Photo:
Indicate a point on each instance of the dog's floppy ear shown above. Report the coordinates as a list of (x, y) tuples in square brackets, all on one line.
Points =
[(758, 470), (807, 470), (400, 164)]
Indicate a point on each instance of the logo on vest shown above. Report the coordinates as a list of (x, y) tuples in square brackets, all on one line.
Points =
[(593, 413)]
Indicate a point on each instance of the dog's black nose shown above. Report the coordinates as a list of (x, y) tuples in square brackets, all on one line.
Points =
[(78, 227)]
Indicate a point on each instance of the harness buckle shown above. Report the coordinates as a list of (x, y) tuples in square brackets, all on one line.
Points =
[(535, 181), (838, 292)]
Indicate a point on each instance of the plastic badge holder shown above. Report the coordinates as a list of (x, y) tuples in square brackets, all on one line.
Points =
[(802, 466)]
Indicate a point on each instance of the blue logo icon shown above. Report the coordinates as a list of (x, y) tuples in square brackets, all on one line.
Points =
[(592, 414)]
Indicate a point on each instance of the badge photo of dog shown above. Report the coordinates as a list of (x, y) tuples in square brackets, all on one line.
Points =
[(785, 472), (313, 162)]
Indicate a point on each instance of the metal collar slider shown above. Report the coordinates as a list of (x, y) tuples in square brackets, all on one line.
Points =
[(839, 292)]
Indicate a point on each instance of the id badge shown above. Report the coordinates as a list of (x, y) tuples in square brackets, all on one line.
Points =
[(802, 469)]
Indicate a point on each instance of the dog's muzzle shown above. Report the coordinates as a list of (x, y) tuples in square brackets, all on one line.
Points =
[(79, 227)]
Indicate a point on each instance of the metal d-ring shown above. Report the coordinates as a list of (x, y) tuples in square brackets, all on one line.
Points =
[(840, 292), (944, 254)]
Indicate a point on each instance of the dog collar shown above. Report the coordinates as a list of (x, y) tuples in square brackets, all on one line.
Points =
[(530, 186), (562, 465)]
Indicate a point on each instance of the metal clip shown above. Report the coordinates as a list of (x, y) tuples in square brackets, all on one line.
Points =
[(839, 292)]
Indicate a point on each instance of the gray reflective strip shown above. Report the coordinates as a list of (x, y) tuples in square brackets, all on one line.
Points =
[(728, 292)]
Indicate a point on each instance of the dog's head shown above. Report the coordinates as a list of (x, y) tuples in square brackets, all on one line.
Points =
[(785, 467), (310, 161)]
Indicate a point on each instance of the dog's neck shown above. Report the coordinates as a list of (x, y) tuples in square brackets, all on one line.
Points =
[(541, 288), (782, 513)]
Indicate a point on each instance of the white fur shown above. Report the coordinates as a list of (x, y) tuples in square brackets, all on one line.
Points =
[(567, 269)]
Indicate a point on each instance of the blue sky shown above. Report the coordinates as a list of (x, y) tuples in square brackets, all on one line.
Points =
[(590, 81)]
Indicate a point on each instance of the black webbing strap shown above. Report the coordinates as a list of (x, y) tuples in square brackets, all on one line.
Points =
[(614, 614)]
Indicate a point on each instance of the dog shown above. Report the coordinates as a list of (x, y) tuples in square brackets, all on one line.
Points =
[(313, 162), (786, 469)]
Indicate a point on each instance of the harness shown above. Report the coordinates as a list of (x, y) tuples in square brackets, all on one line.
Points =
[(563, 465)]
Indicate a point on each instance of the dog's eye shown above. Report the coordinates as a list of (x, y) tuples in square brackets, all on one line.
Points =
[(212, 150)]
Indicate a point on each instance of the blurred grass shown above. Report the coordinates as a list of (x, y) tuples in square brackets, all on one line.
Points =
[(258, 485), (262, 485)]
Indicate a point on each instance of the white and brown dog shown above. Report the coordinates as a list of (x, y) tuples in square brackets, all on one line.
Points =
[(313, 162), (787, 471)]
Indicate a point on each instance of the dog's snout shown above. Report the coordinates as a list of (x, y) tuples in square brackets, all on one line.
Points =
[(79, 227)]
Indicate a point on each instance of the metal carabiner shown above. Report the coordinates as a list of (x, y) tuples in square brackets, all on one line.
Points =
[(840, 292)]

**REQUIREMENTS:**
Print all of the rows above again, word for word.

**TASK SOLUTION:**
Photo:
Indicate a point on each instance of the dog's floppy ear shown above. Report the coordinates as a list of (x, y) tuples in square brackets, all on one line.
Points =
[(758, 470), (807, 470), (400, 164)]
Indicate a point on each instance of the logo on vest shown above. Report the coordinates as a list of (x, y) tuples in square brackets, all on one line.
Points =
[(593, 413)]
Indicate a point on each instance of the dog's black nose shown above. Report the coordinates as a list of (x, y) tuples in square brackets, all on one line.
Points =
[(78, 227)]
Indicate a point on each instance of the harness buckle shown above. Report the coordinates as a list of (x, y) tuples in square brackets, all on one line.
Points =
[(535, 181), (838, 292)]
Indicate a point on each instance of the plastic badge holder shown above. Report the coordinates as a list of (x, y) tuples in square brackets, all on one line.
Points =
[(802, 466)]
Indicate a point on each instance of the blue logo icon shown above. Report the coordinates as a list of (x, y) tuples in square brackets, all on one line.
Points =
[(592, 414)]
Indicate a point on each instance of the badge photo of dog shown above. Report the coordinates as a list of (x, y) tuples in square brackets, all on one line.
Points =
[(785, 472), (313, 162)]
Indicate a point on each instance of the metal collar slider shown above. Report the coordinates as a list of (x, y) tuples in square brackets, all on one line.
Points =
[(839, 292)]
Indicate a point on each instance of the id badge shown above. Report the coordinates as a list of (x, y) tuples in square brackets, all on one line.
Points =
[(802, 469)]
Indicate a point on each instance of the dog's muzzle shown above. Report the coordinates as a list of (x, y) tuples in square brackets, all on one line.
Points =
[(79, 227)]
Indicate a point on each instance of the metal d-ring shown above. Report the coordinates as a list of (x, y) tuples in square brackets, all on one line.
Points =
[(840, 292), (944, 254)]
Indicate a point on each instance of the dog collar shown above. Report the coordinates as a list of (x, y) tuples in square brackets, all on one line.
Points =
[(530, 186), (562, 465)]
Indicate a point on each instance of the metal clip shown above. Report the coordinates as a list of (x, y) tuples in square brackets, all on one line.
Points =
[(839, 292)]
Indicate a point on each instance of the gray reflective strip shown above. Report the coordinates as a list of (x, y) tuples in square brackets, all on one line.
Points =
[(728, 292)]
Indicate a point on each instance of the dog's head shown above. Report the coordinates as a list of (x, y) tuples in square brackets, all on one line.
Points =
[(785, 467), (310, 161)]
Indicate a point on each instance of the dog's neck shown above. Report the coordinates as a list of (x, y) tuples in square brackets, all on one line.
Points =
[(541, 288), (782, 513)]
Indicate a point on each instance of the white fur shown above. Report the coordinates as a list of (x, y) tuples in square brackets, all on one line.
Points =
[(567, 269)]
Indicate a point on each instance of the blue sky shown above. Report the coordinates as a list of (x, y) tuples in square brackets, all on one line.
Points =
[(590, 81)]
Indicate a point on each instance of the black webbing strap shown above. Report the coordinates as a list of (x, y) tuples in square brackets, all on one line.
Points =
[(614, 614)]
Indicate a point on each instance of the dog shown above. Report the coordinates as a list of (x, y) tuples in square brackets, all on one line.
Points =
[(313, 162), (786, 469)]
Indicate a point on each instance of the harness shown above. Report the coordinates as a list of (x, y) tuples in square brackets, all on one line.
Points =
[(563, 465)]
Indicate a point on each instance of the dog's eye shown above. Report the coordinates as a list of (x, y) tuples in square brackets, all on one line.
Points =
[(212, 150)]
Indicate a point on each instance of the blurred grass shown above. Report the coordinates as a list of (x, y) tuples in square brackets, all on one line.
Points =
[(258, 485), (262, 485)]
Indicate a point on each instance of the white and brown dog shown above. Report the coordinates as a list of (x, y) tuples in square brackets, all on one line.
Points =
[(313, 162), (787, 471)]
Indicate a point on each instance of the dog's snout shown above. Report the coordinates as a list of (x, y) tuples in square brackets, all on one line.
Points =
[(79, 227)]
Indicate a point on each instance of the metal carabiner shown above. Report the coordinates as a list of (x, y) tuples in square brackets, all on one line.
Points =
[(840, 292)]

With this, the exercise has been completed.